__PROBLEM__
An exact copy of all the data is required, with pictures left out.

═════ EXERCISE DATA

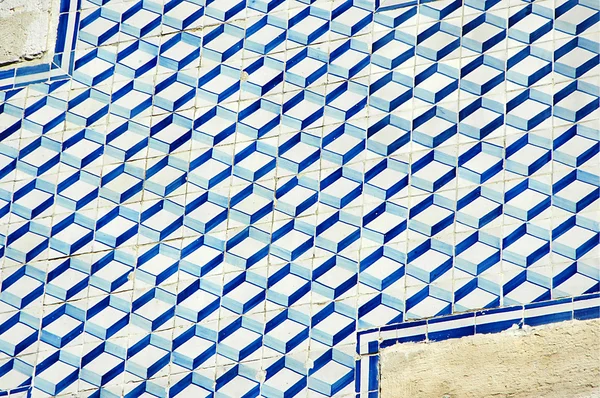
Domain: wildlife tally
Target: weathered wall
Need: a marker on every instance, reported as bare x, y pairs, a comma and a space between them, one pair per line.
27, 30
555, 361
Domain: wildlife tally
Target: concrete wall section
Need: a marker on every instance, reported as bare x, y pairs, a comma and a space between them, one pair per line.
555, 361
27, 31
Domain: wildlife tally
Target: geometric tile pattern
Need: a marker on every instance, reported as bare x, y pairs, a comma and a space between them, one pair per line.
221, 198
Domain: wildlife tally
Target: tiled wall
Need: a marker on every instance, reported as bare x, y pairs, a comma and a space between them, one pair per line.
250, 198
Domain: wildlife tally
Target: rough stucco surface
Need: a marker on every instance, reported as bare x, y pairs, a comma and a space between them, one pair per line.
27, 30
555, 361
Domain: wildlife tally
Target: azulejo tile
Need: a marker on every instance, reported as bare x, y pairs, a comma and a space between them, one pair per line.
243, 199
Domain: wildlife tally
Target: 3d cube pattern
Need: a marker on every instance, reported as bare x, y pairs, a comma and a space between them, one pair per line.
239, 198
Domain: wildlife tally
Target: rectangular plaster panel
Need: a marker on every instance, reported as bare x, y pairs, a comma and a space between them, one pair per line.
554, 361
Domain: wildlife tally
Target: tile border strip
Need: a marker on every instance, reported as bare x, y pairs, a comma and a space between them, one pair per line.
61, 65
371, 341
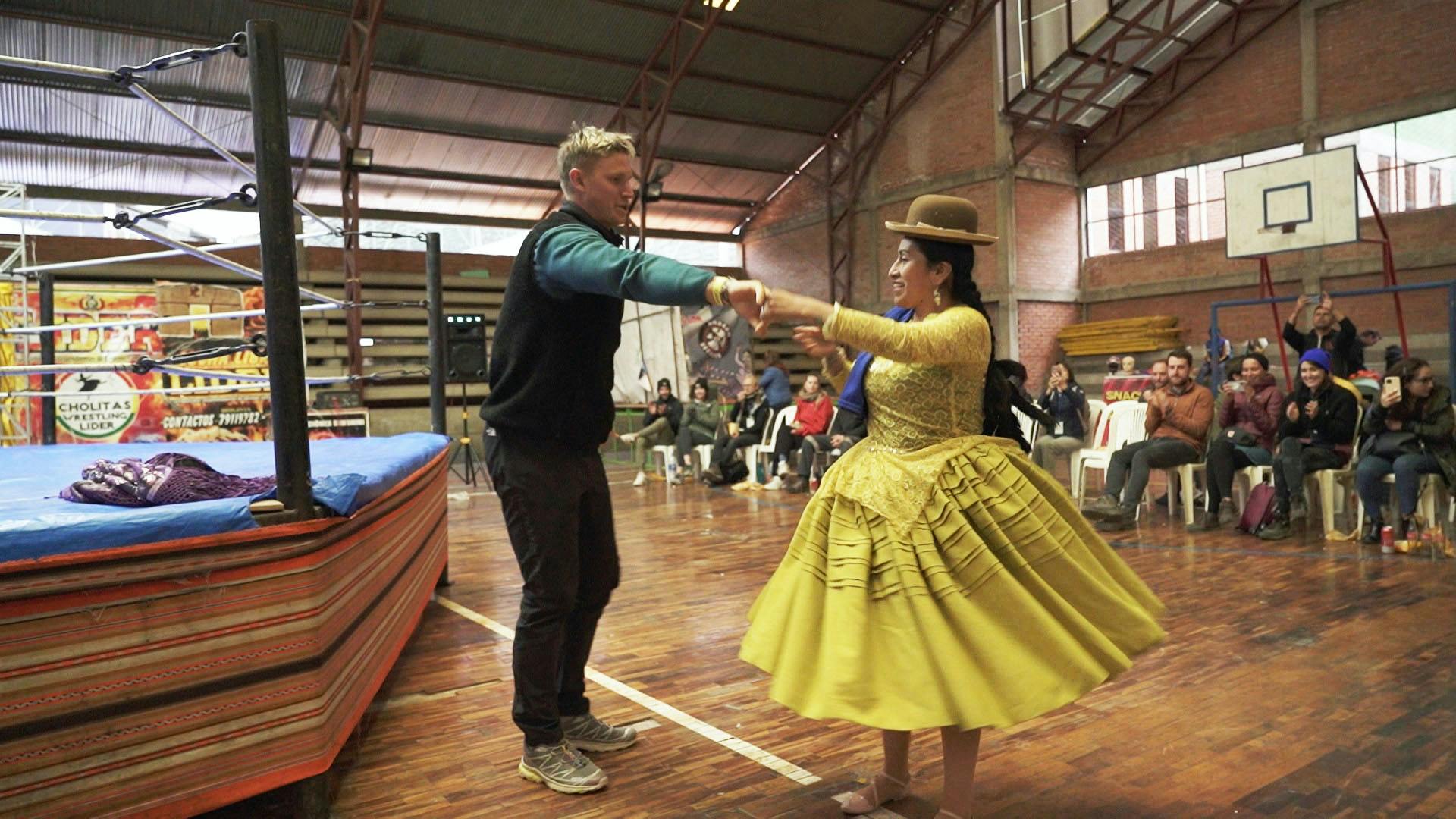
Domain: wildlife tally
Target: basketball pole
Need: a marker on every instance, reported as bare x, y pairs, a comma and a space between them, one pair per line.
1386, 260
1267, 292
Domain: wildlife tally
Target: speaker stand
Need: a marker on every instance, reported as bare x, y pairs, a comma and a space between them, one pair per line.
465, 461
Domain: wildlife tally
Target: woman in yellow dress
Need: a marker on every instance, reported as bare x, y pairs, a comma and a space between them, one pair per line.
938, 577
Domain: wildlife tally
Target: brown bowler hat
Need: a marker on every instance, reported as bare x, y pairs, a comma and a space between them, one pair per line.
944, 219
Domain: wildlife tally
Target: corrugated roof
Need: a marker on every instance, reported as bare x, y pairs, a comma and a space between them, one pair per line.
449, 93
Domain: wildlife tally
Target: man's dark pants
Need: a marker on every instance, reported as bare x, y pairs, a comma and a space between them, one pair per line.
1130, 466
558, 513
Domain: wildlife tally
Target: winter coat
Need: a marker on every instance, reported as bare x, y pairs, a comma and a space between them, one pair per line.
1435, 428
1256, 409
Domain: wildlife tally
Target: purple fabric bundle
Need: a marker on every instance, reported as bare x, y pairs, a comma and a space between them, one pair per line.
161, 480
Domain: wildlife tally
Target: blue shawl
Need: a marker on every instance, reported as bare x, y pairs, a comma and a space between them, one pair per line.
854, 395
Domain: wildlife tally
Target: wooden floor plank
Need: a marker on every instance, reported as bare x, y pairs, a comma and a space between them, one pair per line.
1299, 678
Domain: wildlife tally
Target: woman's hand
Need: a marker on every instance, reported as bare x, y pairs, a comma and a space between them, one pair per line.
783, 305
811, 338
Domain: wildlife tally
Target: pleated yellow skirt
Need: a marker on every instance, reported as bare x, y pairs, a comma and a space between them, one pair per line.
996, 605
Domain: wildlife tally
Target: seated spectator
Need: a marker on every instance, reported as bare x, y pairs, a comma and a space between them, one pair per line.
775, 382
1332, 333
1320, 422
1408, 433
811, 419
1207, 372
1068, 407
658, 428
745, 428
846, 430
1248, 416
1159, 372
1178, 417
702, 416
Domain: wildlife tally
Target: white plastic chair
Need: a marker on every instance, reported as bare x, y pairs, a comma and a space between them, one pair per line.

══════════

__RESULT__
Domain: wildlife tally
Target: weathered wall
Need: a marker on every instance, reported as bare x, y pairs, a comma and a space between them, one pair per line.
27, 30
555, 361
Domain: wildlife tally
Target: concrete wall section
Need: a marker on every instance, reported as bare x, y pairs, a comma and a space between them, one pair per line.
555, 361
27, 31
Domain: wildlife tally
Target: geometric tile pattern
Need: a marker on every instance, reported as bare x, y pairs, a comma and a space between them, one pair per line.
221, 198
Domain: wildlife tally
Target: tiled wall
Need: a marker on every instance, reported as bare x, y pairs, a comma and a space between them, one pair per line.
250, 198
Domain: wildlife tally
Target: rough stucco surface
Need: a marker on every instance, reported as bare x, y pairs, a comma and a space between them, one pair per line.
27, 30
555, 361
Domain: wildlife tally
Target: azulejo tile
Need: a marker on every instance, reported as bare x, y pairs, a comma and a space between them, one pair per line.
243, 199
Domain: wildlife tally
Target: 3d cube pattern
Need: a marker on every instance, reported as bare x, y pairs, a comma and a space between them, one pair per line.
239, 198
Domain: wildlife tally
Target: rectangular plaster panel
Need: a marker on every instance, reported as bare x, y pairs, a comma and a space between them, one pair per line.
554, 361
Domain: wildlife tally
Target: tile border strip
Need: a marker on every instance, reported as bare x, y pairs, a comma and a space between them, one pair per line.
61, 65
371, 341
Domain: wildlife tally
Target: basketball pole
Need: a marker on every instance, reported as bare x, y pairs, a comma and a space between them, one pair per line.
1386, 260
1267, 292
Domain: wildlife tally
Target: speaker stand
Need: a marker on every instance, reported as bare x, y pairs, a comma and a space between them, one pair per line.
465, 461
Domain: wildlife tally
Target: woman in yellow dress
Need: a marker on every instance, reported as bare x, y pairs, a comma and a space between them, one pair per line.
938, 577
Domain: wildlife tally
Target: brown bowler hat
Need: a marker on every instance, reported as bare x, y pairs, a comma and a space between them, one pair per line.
944, 219
Domain: wildlife tally
Target: corrugated roof
Need: a marker on every instance, reported as bare x, y pairs, a comma and a space between them, one pair per line.
449, 93
Domain: wildlife tally
Target: man's dark pants
Need: a marker on every instance, reported as bare x, y pairs, a comma and a space between them, one pair per line.
1130, 466
558, 513
Domain: wildlife tally
Target: winter coat
Need: a marker on every instance, reported as bare x, y pairs, a comma and a space between them, one pair per line.
1435, 428
1256, 409
Domain: wildlife tally
Target: purple fabric bundle
Need: a marker on every instance, reported as bare x, y pairs, a comma and a space between them, one pair per line.
161, 480
Domain: wildlife tally
Target: blue shawl
Need: a marker on every instance, reported as bare x, y pairs, a comma and a space between them, one pair per line.
854, 395
Domain: wildlife tally
Target: wooden floor plank
Need: a marker on every instance, reported as bare x, y pairs, a comma and a space between them, one pair per line.
1299, 678
Domain: wildlife tally
Target: woman's hand
Need: a marker on every instance, reported as bare x, y pairs, a comma and a space between them, one pair per line.
783, 305
811, 338
Domain: wildlife tally
Target: pleated yellow skirt
Need: a marker on every instance, reported as bare x, y pairs, a comma and a space between them, one pair per line.
996, 605
Domain: wildlife tally
Target: seated spectator
Need: a marker on every instance, reported as bare x, y pairs, a comma and a space between them, one pair per line.
775, 382
1332, 333
1320, 422
1408, 433
811, 419
1207, 372
1068, 407
658, 428
745, 428
846, 430
1248, 416
1159, 372
1178, 417
702, 416
Domain: wildlife tally
Target: white plastic chair
Need: a marker on every instance, reported as bare x, y pairs, a comma and a space between them, one pair per line.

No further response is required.